---- PASSAGE

Jamaican Autism and Disabilities Foundation awards the nation’s first ever Academic Scholarship geared specifically for Autistic students.
MCADF – PRESS RELEASE
As the first month of the fall academic term closes The Maia Chung Autism and Disabilities Foundation (MCADF) has chosen the first recipient of the scholarship for Autistic students, to be used for their academic and therapy needs.
The scholarship was launched last year… 2015, in collaboration with the Jamaican Ministry of Education, with then Education Minister Ronald Thwaites and Founder of the Autism and Disabilities Foundation Maia Chung in October, at the offices of the Ministry of Health in Kingston Jamaica.
The young recipient is 5 year old Shamarie Joshua Smart, a student at the Sylvia Foote Basic School in Kingston. Diagnosed at the age of three by his physician Dr. Maureen Samms-Vaughn, young Shamarie is also afflicted with seizures which affect his health.
The scholarship amount is 40 thousand dollars JMD yearly and goes to one Autistic student each year whose family applies for the benefit.
Based on the fact that the provision for the academic needs for Autistic Jamaican students are so limited, the Foundation, will award the scholarship to a primary school student, in one year , a secondary school student in the following year and a tertiary school student in the other year.
This pattern will pertain until the organisation’s fundraising activities and State support increases to award three scholarships yearly at all three levels.

--------

* EXERCISES *
(A) Please list every person named in the press release about the autism scholarship.
(B) Answer these questions from the scholarship press release:
(i) How much is the scholarship worth each year?
(ii) Which school does the recipient attend?
(iii) At what age was the recipient diagnosed?
(C) Proceed with the scholarship press release, picking up after its final sentence.

---- EXERCISE DATA

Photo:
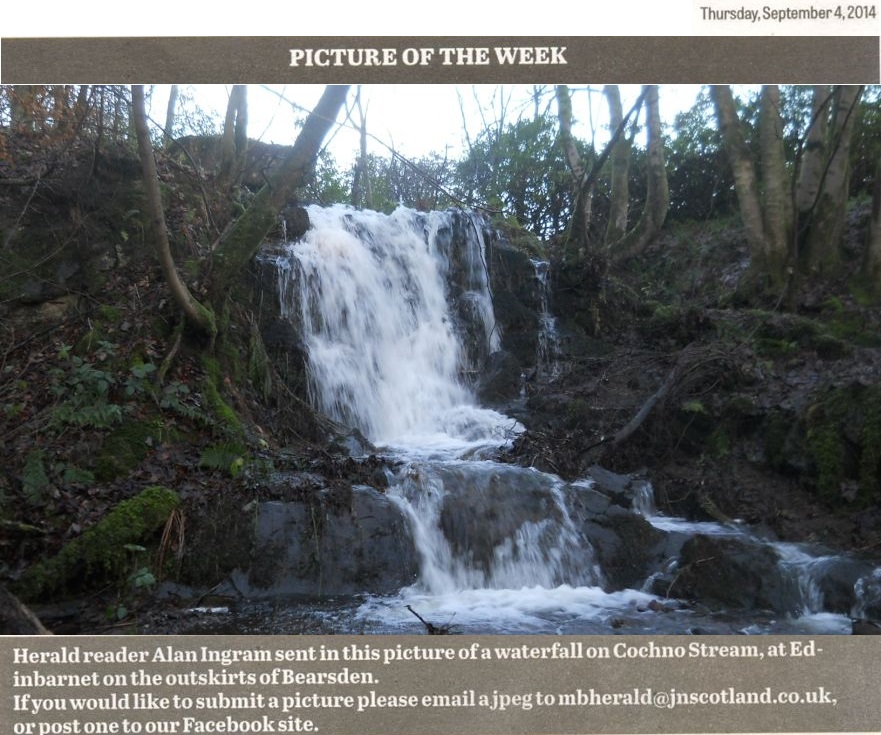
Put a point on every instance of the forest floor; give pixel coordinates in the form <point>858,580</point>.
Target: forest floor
<point>768,416</point>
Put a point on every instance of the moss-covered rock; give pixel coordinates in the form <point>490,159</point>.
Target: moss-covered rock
<point>843,431</point>
<point>100,555</point>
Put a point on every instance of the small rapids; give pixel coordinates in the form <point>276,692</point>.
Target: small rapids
<point>396,316</point>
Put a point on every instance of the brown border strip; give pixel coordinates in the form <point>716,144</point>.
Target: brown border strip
<point>607,59</point>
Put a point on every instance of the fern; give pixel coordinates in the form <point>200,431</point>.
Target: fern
<point>34,479</point>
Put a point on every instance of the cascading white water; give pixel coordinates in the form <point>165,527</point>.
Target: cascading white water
<point>548,337</point>
<point>384,347</point>
<point>395,312</point>
<point>387,304</point>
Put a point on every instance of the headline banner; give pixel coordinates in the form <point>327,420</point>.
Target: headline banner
<point>557,59</point>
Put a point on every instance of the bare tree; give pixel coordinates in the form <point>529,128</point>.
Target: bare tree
<point>234,142</point>
<point>170,111</point>
<point>199,315</point>
<point>239,243</point>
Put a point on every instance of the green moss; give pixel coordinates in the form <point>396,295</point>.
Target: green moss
<point>776,431</point>
<point>99,556</point>
<point>775,348</point>
<point>844,442</point>
<point>227,418</point>
<point>827,450</point>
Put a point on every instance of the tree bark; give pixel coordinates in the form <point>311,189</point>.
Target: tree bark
<point>872,261</point>
<point>362,191</point>
<point>826,219</point>
<point>620,164</point>
<point>742,167</point>
<point>195,312</point>
<point>169,115</point>
<point>810,173</point>
<point>242,240</point>
<point>657,199</point>
<point>583,205</point>
<point>776,193</point>
<point>234,143</point>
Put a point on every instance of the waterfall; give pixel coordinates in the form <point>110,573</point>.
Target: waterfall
<point>386,321</point>
<point>395,313</point>
<point>548,362</point>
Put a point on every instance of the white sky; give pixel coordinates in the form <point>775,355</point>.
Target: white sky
<point>62,18</point>
<point>414,119</point>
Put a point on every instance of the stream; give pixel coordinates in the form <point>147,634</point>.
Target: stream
<point>396,317</point>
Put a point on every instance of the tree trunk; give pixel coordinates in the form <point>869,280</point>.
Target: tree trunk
<point>822,247</point>
<point>620,163</point>
<point>776,193</point>
<point>362,191</point>
<point>22,103</point>
<point>242,240</point>
<point>234,143</point>
<point>872,261</point>
<point>657,199</point>
<point>583,204</point>
<point>167,136</point>
<point>198,315</point>
<point>813,161</point>
<point>743,169</point>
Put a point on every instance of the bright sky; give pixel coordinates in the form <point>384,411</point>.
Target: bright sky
<point>416,119</point>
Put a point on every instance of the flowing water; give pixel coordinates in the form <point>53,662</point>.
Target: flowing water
<point>396,314</point>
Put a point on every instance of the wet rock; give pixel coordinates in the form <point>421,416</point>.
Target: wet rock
<point>329,546</point>
<point>501,379</point>
<point>734,573</point>
<point>483,510</point>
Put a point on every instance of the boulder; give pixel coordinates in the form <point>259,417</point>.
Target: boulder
<point>336,543</point>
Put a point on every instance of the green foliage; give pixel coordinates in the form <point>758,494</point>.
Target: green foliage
<point>521,166</point>
<point>844,442</point>
<point>177,398</point>
<point>102,553</point>
<point>34,478</point>
<point>228,457</point>
<point>698,175</point>
<point>83,390</point>
<point>228,420</point>
<point>694,407</point>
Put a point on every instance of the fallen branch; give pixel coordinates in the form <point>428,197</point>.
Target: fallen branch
<point>430,628</point>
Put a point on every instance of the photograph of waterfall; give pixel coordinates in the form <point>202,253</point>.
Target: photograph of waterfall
<point>472,358</point>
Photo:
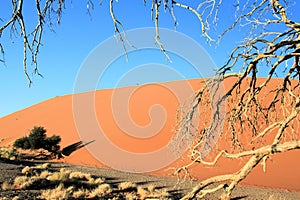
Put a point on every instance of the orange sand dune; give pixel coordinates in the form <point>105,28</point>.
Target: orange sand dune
<point>128,123</point>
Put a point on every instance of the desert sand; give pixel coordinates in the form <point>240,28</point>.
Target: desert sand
<point>113,110</point>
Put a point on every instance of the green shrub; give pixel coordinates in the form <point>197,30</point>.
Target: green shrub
<point>37,139</point>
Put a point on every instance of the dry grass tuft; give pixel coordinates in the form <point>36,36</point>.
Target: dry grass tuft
<point>152,193</point>
<point>80,176</point>
<point>6,186</point>
<point>59,193</point>
<point>22,182</point>
<point>101,190</point>
<point>81,193</point>
<point>44,174</point>
<point>61,176</point>
<point>127,186</point>
<point>26,170</point>
<point>44,166</point>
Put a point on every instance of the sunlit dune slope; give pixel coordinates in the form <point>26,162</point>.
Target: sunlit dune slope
<point>128,124</point>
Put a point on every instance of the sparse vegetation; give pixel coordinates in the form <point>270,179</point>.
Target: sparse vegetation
<point>38,139</point>
<point>66,184</point>
<point>9,153</point>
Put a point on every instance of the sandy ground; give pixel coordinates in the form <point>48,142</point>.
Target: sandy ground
<point>12,169</point>
<point>99,117</point>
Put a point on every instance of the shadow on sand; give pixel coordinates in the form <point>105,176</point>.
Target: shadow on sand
<point>68,150</point>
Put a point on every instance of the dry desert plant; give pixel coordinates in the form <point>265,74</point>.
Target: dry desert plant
<point>101,190</point>
<point>59,193</point>
<point>257,117</point>
<point>127,186</point>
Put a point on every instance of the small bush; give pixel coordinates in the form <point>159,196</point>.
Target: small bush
<point>37,140</point>
<point>9,153</point>
<point>101,190</point>
<point>127,186</point>
<point>59,193</point>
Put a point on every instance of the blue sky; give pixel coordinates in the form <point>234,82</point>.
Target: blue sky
<point>64,50</point>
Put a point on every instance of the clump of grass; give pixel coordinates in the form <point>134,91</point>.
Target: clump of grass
<point>44,166</point>
<point>44,174</point>
<point>9,153</point>
<point>27,170</point>
<point>81,193</point>
<point>152,192</point>
<point>80,176</point>
<point>96,181</point>
<point>61,176</point>
<point>101,190</point>
<point>22,182</point>
<point>58,193</point>
<point>6,186</point>
<point>127,186</point>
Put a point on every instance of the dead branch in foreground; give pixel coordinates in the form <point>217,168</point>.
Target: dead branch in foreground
<point>261,117</point>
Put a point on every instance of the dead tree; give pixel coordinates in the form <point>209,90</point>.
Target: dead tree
<point>269,117</point>
<point>266,115</point>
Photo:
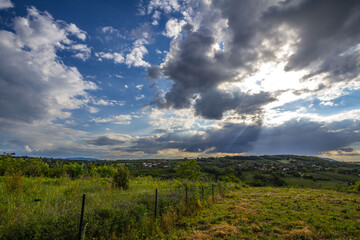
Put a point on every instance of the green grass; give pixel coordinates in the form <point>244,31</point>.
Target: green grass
<point>276,213</point>
<point>110,213</point>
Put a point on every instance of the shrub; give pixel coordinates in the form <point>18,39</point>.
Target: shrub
<point>14,183</point>
<point>121,178</point>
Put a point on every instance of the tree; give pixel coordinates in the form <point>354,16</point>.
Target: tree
<point>188,169</point>
<point>121,178</point>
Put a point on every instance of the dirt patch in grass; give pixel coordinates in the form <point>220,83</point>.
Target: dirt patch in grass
<point>242,208</point>
<point>222,230</point>
<point>304,233</point>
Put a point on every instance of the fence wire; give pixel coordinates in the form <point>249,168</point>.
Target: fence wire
<point>168,197</point>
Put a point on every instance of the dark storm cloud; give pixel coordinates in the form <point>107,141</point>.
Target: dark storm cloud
<point>294,137</point>
<point>326,29</point>
<point>34,83</point>
<point>307,137</point>
<point>197,73</point>
<point>104,141</point>
<point>214,103</point>
<point>233,138</point>
<point>346,149</point>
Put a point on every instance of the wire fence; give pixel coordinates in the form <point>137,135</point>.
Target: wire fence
<point>88,216</point>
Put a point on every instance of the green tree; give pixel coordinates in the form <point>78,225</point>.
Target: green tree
<point>75,170</point>
<point>188,169</point>
<point>35,167</point>
<point>121,178</point>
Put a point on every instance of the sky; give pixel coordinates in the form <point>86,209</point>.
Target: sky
<point>180,78</point>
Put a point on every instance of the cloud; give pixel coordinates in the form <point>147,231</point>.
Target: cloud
<point>6,4</point>
<point>321,26</point>
<point>229,43</point>
<point>140,86</point>
<point>34,83</point>
<point>173,27</point>
<point>229,138</point>
<point>74,30</point>
<point>119,119</point>
<point>82,51</point>
<point>39,137</point>
<point>304,136</point>
<point>165,5</point>
<point>139,97</point>
<point>214,103</point>
<point>135,57</point>
<point>116,57</point>
<point>104,141</point>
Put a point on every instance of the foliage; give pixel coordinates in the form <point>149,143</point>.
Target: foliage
<point>49,208</point>
<point>276,213</point>
<point>121,178</point>
<point>14,183</point>
<point>188,169</point>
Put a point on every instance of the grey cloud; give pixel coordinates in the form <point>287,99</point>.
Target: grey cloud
<point>197,73</point>
<point>235,138</point>
<point>214,103</point>
<point>104,141</point>
<point>346,149</point>
<point>153,72</point>
<point>32,79</point>
<point>326,29</point>
<point>302,137</point>
<point>307,137</point>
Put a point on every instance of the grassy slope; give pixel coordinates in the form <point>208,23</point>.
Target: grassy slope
<point>276,213</point>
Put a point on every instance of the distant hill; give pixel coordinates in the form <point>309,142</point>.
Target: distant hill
<point>83,159</point>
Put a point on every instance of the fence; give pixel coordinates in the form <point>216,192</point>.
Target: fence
<point>86,217</point>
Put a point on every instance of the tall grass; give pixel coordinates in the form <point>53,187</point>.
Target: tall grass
<point>46,208</point>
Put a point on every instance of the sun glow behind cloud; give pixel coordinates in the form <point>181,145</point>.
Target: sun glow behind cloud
<point>182,78</point>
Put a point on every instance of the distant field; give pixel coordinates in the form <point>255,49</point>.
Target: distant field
<point>276,213</point>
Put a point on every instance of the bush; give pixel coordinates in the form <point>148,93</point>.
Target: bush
<point>121,178</point>
<point>14,183</point>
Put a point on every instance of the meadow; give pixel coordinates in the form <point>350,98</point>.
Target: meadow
<point>286,197</point>
<point>276,213</point>
<point>47,208</point>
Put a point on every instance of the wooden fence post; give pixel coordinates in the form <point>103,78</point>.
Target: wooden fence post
<point>155,204</point>
<point>82,216</point>
<point>202,191</point>
<point>212,188</point>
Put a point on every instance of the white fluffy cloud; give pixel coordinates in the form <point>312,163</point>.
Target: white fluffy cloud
<point>119,119</point>
<point>34,83</point>
<point>173,27</point>
<point>6,4</point>
<point>116,57</point>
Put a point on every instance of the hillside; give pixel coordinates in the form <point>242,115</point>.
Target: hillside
<point>276,213</point>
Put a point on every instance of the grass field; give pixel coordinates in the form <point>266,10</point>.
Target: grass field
<point>276,213</point>
<point>45,208</point>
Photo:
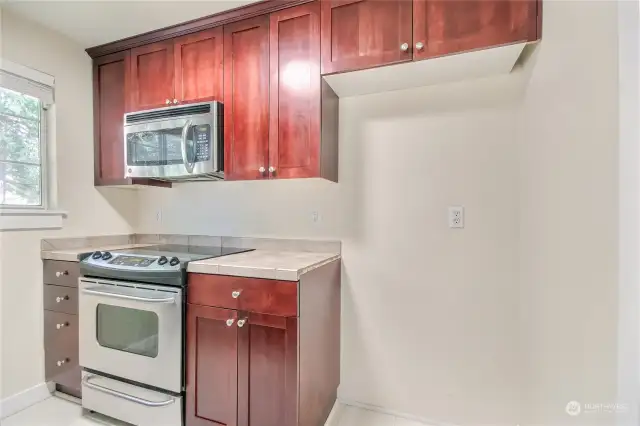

--------

* ANSWERS BY ITEM *
(A)
Ronald Thwaites
Maia Chung
Shamarie Joshua Smart
Dr. Maureen Samms-Vaughn

(B)
(i) 40 thousand dollars JMD
(ii) The Sylvia Foote Basic School in Kingston
(iii) Three

(C)
The MCADF is a non-govermental and a non-profit that is eight years old.
According to MCADF founder, Maia Chung – “ it was a difficult decision, with such limited funds and so many educable Autistic children in Jamaica in need”.
She added, ” but in the end the team voted on Shamarie Smart. We intend to grow with this young man and watch his progress with our intervention, and log the progress he makes; in order that we may help the Autism situation in anyway we can from the lessons learnt from his specific case”.
She added that, “the scholarship was motivated by the life and development of the Ambassador of the MCADF Foundation Quinn Garren James Smith, who is now preparing for his CXC examinations, basically the Caribbean equivalent of college entry tests in the United States”.
Chung noted that when the Foundation started its work in 2008, it was focused on causes and cures, however as the evolution of the organization came about, it was revealed that there are a myriad of urgent issues. Especially the fact that a vast majority of diagnosed Autists are educable and would fall under any state laws that require all educable children, to be in school, in their appropriate context”.
In addition the ones that are capable, a vast majority of affected Jamaicans cannot afford.
So according to Chung, “something needed to be done”.
Maia Chung added that anecdotally the number of Autism cases in Jamaica are growing. She stated the provisions are not growing as quickly as they are needed.
The mandate of Foundation, to develop better and better ways to assist Autistic Jamaicans, in ways that really impact the lives we touch.
The endorsement by the Jamaican Government is a great encouragement.
The scholarship is paid out over the period of the term of award for any academic and therapy needs it can cover, to help the beneficiary… access the best quality of life that the global human rights community endorses, no matter what their race, disability, ethnicity, belief or challenge.
For more on the organisation’s programmes and work log on to www.mcadf.org.
Autism is a complex neurobehavioral condition that includes impairments in social interaction and developmental language and communication skills combined with rigid, repetitive behaviors. Because of the range of symptoms, this condition is now called autism spectrum disorder (ASD).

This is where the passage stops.